#### [Information supplied]
————
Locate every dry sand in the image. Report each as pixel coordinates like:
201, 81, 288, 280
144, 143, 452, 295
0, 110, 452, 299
————
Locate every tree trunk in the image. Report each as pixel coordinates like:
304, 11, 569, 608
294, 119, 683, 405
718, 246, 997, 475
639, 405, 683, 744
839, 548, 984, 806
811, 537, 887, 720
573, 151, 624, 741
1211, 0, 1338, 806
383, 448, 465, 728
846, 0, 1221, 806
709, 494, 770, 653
————
#### [The request]
Copy the stretch of records from the line that contains "Locate every dry" through the line that contains "0, 110, 452, 299", keeping every line as it stands.

#### [Final answer]
Locate every dry sand in the image. Report each as pixel coordinates like:
201, 81, 288, 280
144, 143, 452, 295
0, 110, 452, 299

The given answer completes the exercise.